DATA RECORDS:
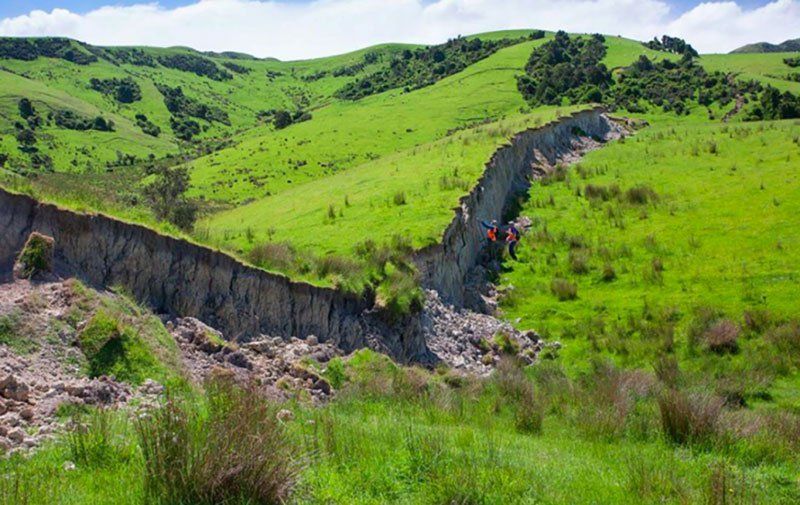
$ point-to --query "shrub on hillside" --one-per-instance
(115, 349)
(236, 451)
(579, 261)
(518, 391)
(196, 65)
(36, 256)
(166, 195)
(722, 337)
(273, 256)
(417, 68)
(566, 67)
(147, 126)
(641, 195)
(71, 120)
(124, 90)
(563, 289)
(689, 419)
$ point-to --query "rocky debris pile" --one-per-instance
(32, 390)
(473, 342)
(280, 366)
(45, 374)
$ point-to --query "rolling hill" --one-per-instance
(656, 286)
(766, 47)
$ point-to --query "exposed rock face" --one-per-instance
(445, 267)
(179, 278)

DIRECTIVE: Extract each line of the material above verbatim, leaving out the pictures.

RESPONSE TO THIS TASK:
$ point-to --query "shrub on hillside" --one-per-instance
(115, 349)
(236, 451)
(579, 261)
(518, 391)
(196, 65)
(36, 256)
(166, 195)
(722, 337)
(273, 256)
(417, 68)
(566, 67)
(147, 126)
(641, 195)
(71, 120)
(124, 90)
(563, 289)
(689, 419)
$ point-to --query "rocky debris pile" --one-per-instance
(32, 390)
(473, 342)
(280, 366)
(45, 374)
$ point-to --query "rolling hill" --one-per-instance
(656, 286)
(766, 47)
$ point-to --query "exposed rock face" --one-per-instance
(445, 267)
(179, 278)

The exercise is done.